**OBJECTIVE**: Set down word for word the passage of the article on gun massacres, starting with "Different media coverage." and going on through "children in pews.".

**DOCUMENT PASSAGE**:
*-*-*

'Show Us the Carnage'

Reuters
Editor’s Note: This article previously appeared in a different format as part of The Atlantic’s Notes section, retired in 2021.

After a previous horrific massacre via AR-15, the one in Las Vegas last winter in which a single murderer killed or injured more than 600 people, readers wrote about that weapon and its history. For reference, those items were:

Now we have another massacre; more “thoughts and prayers” and other pious but empty rituals by legislators who will not do a single thing to reduce the chances of the next one; and more reaction from readers.

Can anything be done, by anyone or any organization, to stop the onslaught of gun violence? Readers suggest three approaches, involving: the media, the responsible gun-owning community, and the political opposition to the NRA.

Different media coverage. I mentioned yesterday the familiar cycles of news coverage: 24/7 updates, panels, and interviews by cable programs; explanatory pieces by big newspapers; snapshot photos showing victims when they were alive and happy, then respectful portraits of their families wracked by grief. What could be a different approach?

“Show Us the Carnage.” A reader, writing in after a different massacre, says that coverage is too respectful and tasteful:

The media needs to show Americans the truth.  Watching tonight's news coverage of the massacre, it was bizarrely possible to think of a mass shooting as a random event like a tornado that causes a community to rally together.  Thoughts and prayers for all.  Yet entirely missing from the coverage was the truth of what had happened.  No pictures of pools of blood.  No video of blown out brains.  No images of dead children in pews.

*-*-*

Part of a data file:

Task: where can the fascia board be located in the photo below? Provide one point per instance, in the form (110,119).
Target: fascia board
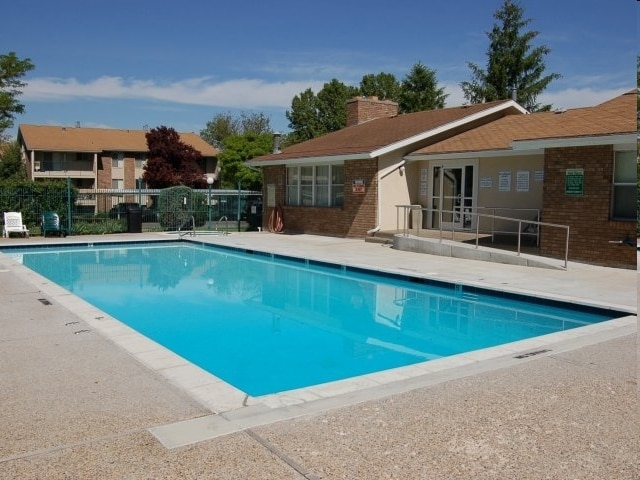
(473,154)
(448,126)
(629,138)
(331,159)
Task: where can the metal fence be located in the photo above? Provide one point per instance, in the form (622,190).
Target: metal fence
(89,211)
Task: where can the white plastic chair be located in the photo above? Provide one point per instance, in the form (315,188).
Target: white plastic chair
(13,224)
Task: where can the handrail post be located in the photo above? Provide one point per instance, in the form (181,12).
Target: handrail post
(566,250)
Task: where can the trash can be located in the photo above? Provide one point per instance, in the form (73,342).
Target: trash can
(416,219)
(255,216)
(134,220)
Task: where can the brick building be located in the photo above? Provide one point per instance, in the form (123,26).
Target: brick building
(574,168)
(96,158)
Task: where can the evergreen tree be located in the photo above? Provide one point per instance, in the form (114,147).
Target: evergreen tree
(11,166)
(385,86)
(171,162)
(12,69)
(419,91)
(513,64)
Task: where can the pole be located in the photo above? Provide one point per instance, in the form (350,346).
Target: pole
(238,213)
(69,205)
(209,205)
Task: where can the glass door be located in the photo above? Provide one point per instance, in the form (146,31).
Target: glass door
(453,193)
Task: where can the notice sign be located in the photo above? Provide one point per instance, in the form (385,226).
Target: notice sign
(574,181)
(522,181)
(504,182)
(358,186)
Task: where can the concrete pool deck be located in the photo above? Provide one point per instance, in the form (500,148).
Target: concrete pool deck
(78,402)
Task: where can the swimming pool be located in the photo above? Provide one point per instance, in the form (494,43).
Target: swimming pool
(267,323)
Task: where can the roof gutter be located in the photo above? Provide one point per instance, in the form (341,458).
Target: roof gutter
(448,126)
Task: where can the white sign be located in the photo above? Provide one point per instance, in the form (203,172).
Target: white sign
(522,181)
(504,182)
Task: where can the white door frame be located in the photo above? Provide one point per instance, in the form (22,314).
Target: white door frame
(460,199)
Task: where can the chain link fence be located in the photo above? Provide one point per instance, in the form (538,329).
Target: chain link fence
(84,211)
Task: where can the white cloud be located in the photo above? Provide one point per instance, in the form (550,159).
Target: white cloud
(579,97)
(239,93)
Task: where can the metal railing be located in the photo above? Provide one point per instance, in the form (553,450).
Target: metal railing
(85,211)
(404,211)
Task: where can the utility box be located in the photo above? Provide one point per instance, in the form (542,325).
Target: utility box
(416,219)
(134,220)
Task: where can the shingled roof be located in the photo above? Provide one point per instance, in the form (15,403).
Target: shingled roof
(95,140)
(613,117)
(371,138)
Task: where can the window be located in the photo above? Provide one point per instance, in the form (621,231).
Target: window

*-*-*

**RESPONSE BELOW**:
Different media coverage. I mentioned yesterday the familiar cycles of news coverage: 24/7 updates, panels, and interviews by cable programs; explanatory pieces by big newspapers; snapshot photos showing victims when they were alive and happy, then respectful portraits of their families wracked by grief. What could be a different approach?

“Show Us the Carnage.” A reader, writing in after a different massacre, says that coverage is too respectful and tasteful:

The media needs to show Americans the truth.  Watching tonight's news coverage of the massacre, it was bizarrely possible to think of a mass shooting as a random event like a tornado that causes a community to rally together.  Thoughts and prayers for all.  Yet entirely missing from the coverage was the truth of what had happened.  No pictures of pools of blood.  No video of blown out brains.  No images of dead children in pews.